Request – Can you format the lines below as a JSON list of strings, with one string per line and blank lines left out? Start at the line containing "of the lake;", stop after the line containing "(219, 1045)", and include no other lines.

○ ○ ○ ○

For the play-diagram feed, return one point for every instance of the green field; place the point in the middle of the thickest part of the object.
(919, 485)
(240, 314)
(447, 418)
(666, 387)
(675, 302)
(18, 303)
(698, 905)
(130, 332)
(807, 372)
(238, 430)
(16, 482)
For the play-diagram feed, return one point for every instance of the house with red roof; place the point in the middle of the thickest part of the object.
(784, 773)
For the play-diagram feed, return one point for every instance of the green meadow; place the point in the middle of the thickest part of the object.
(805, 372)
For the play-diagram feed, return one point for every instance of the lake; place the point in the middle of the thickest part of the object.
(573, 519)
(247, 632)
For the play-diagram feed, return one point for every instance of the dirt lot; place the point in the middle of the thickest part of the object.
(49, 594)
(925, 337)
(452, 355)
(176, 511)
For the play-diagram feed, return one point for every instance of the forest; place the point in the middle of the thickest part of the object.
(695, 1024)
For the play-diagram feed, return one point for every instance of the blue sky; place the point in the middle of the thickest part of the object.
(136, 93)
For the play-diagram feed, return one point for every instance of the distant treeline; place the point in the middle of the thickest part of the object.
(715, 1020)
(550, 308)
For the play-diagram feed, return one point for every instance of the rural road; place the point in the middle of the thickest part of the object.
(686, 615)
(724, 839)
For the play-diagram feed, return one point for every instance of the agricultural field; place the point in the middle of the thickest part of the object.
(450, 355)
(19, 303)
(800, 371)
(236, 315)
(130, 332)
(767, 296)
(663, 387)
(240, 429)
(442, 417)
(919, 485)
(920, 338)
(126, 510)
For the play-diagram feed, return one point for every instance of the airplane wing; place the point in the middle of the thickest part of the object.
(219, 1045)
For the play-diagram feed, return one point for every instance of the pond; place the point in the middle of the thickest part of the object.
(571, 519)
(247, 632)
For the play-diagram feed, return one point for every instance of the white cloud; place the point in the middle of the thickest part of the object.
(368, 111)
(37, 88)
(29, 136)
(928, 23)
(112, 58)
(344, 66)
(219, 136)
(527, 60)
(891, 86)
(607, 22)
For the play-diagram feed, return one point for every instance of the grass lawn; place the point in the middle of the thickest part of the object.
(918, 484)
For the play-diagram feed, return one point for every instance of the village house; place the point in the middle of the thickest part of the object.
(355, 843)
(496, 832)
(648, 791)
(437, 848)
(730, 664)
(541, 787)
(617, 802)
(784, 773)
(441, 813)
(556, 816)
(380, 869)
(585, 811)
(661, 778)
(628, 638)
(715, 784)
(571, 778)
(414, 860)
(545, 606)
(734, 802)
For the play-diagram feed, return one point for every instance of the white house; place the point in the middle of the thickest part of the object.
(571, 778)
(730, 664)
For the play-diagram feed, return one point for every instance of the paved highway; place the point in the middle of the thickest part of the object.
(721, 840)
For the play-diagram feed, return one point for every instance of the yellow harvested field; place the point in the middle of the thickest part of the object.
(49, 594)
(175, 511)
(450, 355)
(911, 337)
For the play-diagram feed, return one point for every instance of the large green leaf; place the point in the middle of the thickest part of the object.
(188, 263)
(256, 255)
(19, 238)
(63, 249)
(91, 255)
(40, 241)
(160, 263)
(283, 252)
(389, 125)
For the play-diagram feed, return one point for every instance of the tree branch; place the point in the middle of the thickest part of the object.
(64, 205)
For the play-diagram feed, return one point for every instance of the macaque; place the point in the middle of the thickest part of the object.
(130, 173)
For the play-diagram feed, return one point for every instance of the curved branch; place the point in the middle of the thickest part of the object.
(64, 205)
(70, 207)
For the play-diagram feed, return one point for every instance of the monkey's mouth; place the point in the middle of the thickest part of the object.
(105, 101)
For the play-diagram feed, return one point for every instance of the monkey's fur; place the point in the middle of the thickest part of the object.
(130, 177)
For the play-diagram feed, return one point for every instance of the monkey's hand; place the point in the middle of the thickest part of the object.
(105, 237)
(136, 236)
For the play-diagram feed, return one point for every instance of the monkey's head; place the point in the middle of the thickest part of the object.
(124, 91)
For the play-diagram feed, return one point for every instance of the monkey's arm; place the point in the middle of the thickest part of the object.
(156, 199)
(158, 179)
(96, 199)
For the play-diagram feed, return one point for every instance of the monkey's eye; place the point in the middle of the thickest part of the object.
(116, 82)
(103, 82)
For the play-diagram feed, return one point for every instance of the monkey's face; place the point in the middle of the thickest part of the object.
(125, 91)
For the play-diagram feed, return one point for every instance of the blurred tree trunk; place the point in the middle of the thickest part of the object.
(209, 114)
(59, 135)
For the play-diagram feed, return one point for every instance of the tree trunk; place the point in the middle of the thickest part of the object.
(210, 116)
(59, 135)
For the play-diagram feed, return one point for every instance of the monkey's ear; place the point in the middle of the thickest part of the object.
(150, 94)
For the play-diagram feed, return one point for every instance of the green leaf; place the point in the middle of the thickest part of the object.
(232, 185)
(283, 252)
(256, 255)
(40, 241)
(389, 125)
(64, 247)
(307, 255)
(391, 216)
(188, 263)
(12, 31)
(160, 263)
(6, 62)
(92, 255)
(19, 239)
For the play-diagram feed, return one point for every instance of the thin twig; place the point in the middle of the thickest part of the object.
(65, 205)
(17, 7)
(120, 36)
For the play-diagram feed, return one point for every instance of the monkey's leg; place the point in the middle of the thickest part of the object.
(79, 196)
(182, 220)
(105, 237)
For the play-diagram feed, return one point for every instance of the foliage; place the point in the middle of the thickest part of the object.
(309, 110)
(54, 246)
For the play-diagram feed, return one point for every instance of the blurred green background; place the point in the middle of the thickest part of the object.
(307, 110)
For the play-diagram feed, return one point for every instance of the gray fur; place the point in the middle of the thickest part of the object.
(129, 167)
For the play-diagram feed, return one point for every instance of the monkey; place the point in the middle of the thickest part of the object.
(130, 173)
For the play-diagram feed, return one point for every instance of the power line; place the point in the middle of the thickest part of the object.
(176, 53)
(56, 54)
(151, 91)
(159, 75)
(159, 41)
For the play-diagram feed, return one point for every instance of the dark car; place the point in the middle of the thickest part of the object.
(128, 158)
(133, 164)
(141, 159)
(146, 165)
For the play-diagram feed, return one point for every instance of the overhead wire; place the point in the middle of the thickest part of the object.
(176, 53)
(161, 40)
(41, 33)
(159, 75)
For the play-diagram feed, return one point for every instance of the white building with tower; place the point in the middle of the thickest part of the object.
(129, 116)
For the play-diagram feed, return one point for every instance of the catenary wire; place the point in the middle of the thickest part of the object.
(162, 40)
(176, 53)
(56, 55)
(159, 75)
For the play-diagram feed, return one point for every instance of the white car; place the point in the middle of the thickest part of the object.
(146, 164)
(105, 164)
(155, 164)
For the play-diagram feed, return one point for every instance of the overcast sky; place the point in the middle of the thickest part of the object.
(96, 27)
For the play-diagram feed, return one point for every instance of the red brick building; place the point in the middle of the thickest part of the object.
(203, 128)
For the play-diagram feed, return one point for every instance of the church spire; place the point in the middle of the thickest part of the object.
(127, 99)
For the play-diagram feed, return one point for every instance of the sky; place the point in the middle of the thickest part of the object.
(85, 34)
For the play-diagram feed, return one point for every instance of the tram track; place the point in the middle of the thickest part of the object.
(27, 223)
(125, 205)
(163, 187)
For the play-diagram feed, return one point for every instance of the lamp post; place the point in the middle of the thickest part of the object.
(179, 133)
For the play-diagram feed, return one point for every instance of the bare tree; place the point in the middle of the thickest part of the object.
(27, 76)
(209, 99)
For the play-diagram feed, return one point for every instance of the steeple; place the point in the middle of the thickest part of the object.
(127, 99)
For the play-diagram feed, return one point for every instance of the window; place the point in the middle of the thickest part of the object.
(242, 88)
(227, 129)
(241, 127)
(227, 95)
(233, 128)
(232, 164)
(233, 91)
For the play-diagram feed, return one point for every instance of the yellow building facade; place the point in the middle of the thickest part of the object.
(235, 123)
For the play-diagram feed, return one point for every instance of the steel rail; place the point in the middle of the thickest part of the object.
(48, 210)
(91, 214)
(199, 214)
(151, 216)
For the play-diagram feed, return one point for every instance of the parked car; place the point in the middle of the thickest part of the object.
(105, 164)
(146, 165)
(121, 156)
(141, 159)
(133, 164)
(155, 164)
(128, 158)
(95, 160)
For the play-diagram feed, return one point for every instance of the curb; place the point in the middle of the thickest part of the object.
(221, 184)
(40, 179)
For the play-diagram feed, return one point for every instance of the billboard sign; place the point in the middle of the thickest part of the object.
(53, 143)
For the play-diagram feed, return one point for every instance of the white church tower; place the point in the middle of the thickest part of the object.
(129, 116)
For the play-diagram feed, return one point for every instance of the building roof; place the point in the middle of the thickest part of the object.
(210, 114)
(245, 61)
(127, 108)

○ ○ ○ ○

Exercise response –
[
  "For the play-diagram feed, return one point for every instance of the lake; place the point in the middle of the thickest part of the object.",
  "(573, 519)",
  "(247, 632)",
  "For the play-diagram feed, return one point for every instance of the dirt lot; place the point in the middle of the thickest part of the object.",
  "(49, 594)",
  "(925, 337)",
  "(452, 355)",
  "(176, 511)",
  "For the play-diagram feed, return one point for every instance of the forest; place the point in the middle of the thickest part of the object.",
  "(695, 1024)",
  "For the play-diagram feed, return one point for every instance of the blue sky; place the point in the middle of the thickest part of the object.",
  "(136, 93)",
  "For the play-diagram feed, return one point for every instance of the distant treeline; place the point in the middle of the thickest part of the object.",
  "(715, 1020)",
  "(550, 308)",
  "For the play-diagram feed, return one point for every instance of the rural road; place the point in the middle of the thickest part of the object.",
  "(686, 615)",
  "(724, 839)",
  "For the play-diagram feed, return one point for every instance of the agricultural field; place the point in the middle of the thickest part of the object.",
  "(450, 355)",
  "(19, 303)",
  "(800, 371)",
  "(236, 315)",
  "(130, 332)",
  "(767, 296)",
  "(663, 387)",
  "(240, 429)",
  "(442, 417)",
  "(919, 485)",
  "(920, 338)",
  "(126, 510)",
  "For the play-diagram feed, return one point for every instance of the airplane wing; place the point in the middle of the thickest part of the object.",
  "(219, 1045)"
]